Aufgabe ▸ Führe den Text über den Glauben an Jesus und Khalil Gibrans Gedicht im Anschluss an seinen letzten Satz weiter.

Seitenauszug ▸

........

An Jesus zu glauben, das heißt: da ist eine Macht, die uns trägt, während wir glauben, im Meer zu versinken; da ist eine Stimme, die uns fragt, wer wir sind, während wir uns selber schon nicht mehr verstehen; da umhüllt uns ein Schutz, der es uns ermöglicht, auf Gewalt nicht länger mit Gegengewalt und auf Angst nicht länger mit dem Antiterror noch größerer Angstverbreitung zu reagieren; da schauen uns Augen an, so gütig, verstehend und traurig und froh, dass wir es unter ihnen wagen können, egal, was passiert ist, uns selbst wieder in die Augen zu schauen; da ist ein Vertrauen in uns gesetzt, das uns die Kraft gibt, an uns selber wieder zu glauben und „hinzugehen und nicht mehr zu ‚sündigen‘“.
Im Jahre 1895 war der libanesische Dichter Khalil Gibran zwölf Jahre alt, als er auf Englisch ein Versgedicht verfasste, das den Titel trägt: Jesus klopft an das Himmelstor. Mit der Sehnsucht und der Sensibilität eines zutiefst religiösen Knaben stellt Gibran sich darin vor, wie Jesus am Ende seines Lebens vor Gott hintritt, um ihm all die Menschen anzuvertrauen, die inmitten der Gnadenlosigkeit der Welt nicht haben leben können ohne ihn und die er gerade deshalb mit sich nahm auf seinen Weg in eine andere, „väterlichere“, das heißt, im Grunde „mütterlichere“ Welt. Das Gedicht des jungen Gibran lautet:
Vater, mein Vater, öffne dein Tor!

........

[Zeilen mit Zeigeangaben zu beschrifteten Objekten]
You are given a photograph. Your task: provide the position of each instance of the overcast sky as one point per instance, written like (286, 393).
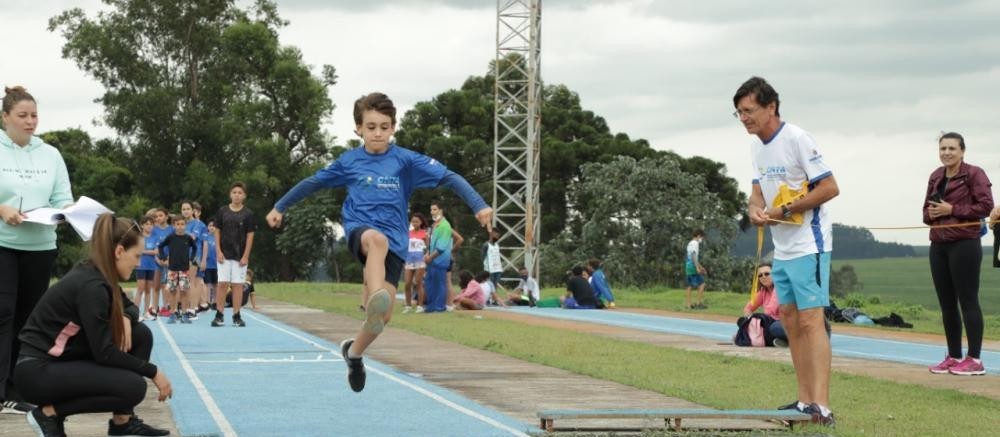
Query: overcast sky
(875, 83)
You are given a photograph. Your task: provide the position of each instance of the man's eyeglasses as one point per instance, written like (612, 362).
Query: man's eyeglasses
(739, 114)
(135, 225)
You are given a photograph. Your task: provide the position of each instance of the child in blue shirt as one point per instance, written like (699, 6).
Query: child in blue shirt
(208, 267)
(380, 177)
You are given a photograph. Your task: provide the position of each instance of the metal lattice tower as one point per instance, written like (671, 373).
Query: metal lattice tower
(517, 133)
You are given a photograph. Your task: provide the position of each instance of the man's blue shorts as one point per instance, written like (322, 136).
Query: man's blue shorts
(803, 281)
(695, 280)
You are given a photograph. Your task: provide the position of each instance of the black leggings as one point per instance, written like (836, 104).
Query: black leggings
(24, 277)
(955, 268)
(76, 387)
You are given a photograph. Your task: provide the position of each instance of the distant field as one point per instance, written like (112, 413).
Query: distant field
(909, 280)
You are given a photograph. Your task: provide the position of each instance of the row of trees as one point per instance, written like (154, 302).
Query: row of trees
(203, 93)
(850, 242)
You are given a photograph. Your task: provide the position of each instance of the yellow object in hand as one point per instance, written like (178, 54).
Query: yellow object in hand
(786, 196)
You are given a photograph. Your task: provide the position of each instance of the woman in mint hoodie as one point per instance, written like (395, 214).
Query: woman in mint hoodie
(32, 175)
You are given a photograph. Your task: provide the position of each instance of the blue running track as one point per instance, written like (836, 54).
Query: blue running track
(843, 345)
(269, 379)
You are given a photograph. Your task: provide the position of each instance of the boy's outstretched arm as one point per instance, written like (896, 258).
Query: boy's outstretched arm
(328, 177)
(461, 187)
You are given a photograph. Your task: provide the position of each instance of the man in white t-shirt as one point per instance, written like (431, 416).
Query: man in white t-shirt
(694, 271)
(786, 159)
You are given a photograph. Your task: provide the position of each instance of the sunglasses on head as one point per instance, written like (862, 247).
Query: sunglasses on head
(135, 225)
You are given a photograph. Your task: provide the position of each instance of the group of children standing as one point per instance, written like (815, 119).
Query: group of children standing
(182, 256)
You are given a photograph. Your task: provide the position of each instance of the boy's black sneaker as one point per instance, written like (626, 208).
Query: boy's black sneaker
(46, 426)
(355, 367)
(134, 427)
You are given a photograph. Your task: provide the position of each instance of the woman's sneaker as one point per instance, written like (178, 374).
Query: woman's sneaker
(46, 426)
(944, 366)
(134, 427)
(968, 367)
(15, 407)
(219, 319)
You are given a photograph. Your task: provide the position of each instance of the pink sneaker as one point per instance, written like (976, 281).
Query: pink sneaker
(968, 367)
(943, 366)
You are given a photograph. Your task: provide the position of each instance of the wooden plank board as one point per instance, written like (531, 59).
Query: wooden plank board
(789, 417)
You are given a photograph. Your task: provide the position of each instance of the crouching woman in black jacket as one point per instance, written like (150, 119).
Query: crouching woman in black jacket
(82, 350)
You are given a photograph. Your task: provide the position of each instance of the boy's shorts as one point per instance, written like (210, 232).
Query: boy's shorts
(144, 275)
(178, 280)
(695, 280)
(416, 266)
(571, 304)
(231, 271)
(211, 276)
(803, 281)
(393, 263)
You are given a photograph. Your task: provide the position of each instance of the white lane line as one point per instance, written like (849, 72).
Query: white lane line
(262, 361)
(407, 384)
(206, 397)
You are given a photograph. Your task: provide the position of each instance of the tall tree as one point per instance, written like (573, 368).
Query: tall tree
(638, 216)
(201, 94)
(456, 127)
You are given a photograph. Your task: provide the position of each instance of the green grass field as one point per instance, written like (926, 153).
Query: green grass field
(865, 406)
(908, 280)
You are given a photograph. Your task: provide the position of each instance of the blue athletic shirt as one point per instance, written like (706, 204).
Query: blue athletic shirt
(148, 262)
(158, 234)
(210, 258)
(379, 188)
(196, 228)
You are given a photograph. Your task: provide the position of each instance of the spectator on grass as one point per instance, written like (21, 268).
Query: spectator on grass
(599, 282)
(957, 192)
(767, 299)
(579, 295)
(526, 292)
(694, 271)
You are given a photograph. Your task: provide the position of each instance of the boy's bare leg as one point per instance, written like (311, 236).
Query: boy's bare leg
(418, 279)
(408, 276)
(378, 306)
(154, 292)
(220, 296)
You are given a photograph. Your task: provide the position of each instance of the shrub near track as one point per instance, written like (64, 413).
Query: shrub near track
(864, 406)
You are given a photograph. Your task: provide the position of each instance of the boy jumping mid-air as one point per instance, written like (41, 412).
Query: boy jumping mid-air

........

Gelöste Aufgabe ▸
Ich bringe eine glänzende Gesellschaft mit.
Öffne das Tor, dass wir eintreten können.
Jeder und alle sind wir die Kinder deines Herzens.
Öffne, mein Vater, öffne dein Tor.
Vater, mein Vater, ich klopfe an dein Tor.
Ich bringe einen Dieb, der heute mit mir gekreuzigt wurde.
Denn auch er ist eine sanfte Seele,
und er möchte dein Gast sein.
Er stahl einen Laib für den Hunger seiner Kinder.
Aber ich weiß, das Leuchten seiner Augen würde dir gefallen.
Vater, mein Vater, öffne dein Tor.
Ich bringe eine Frau, die sich der Liebe schenkte,
und sie hoben Steine auf gegen sie, aber
ich kenne dein liebendes Herz und hielt sie zurück.
Die Veilchen sind nicht verwelkt in ihren Augen,
und dein April ist noch auf ihren Lippen.
Ihre Hände halten noch die Ernte deiner Tage,
und jetzt möchte sie mit mir eingehen in dein Haus.
Vater, mein Vater, öffne das Tor.
Ich bringe dir einen Mörder,
einen Mann mit Zwielicht auf dem Gesicht.
Er jagte für seine Jungen,
aber unklug jagte er.
Die Wärme der Sonne war auf seinen Armen,
der Saft deiner Erde war in seinen Adern;
und er verlangte Fleisch für seine Leute,
da Fleisch verwehrt war,
aber sein Bogen und Pfeil waren zu schnell,
und er beging einen Mord.
Darum ist er jetzt bei mir.
Vater, mein Vater, öffne dein Tor.
Ich bringe einen Trunkenbold mit,
einen Mann, den nach anderm dürstete als dieser Welt.
Er wollte sitzen an deiner Tafel, mit einem Becher,
Einsamkeit zu seiner Rechten
und Verzweiflung zur Linken.
Er starrte tief in den Becher
und sah deine Sterne gespiegelt im Wein.
Und er trank in vollen Zügen, denn er wollte deinen Himmel
erreichen.
Er wollte sein größeres Selbst erreichen,
aber er verirrte sich auf dem Wege und strauchelte.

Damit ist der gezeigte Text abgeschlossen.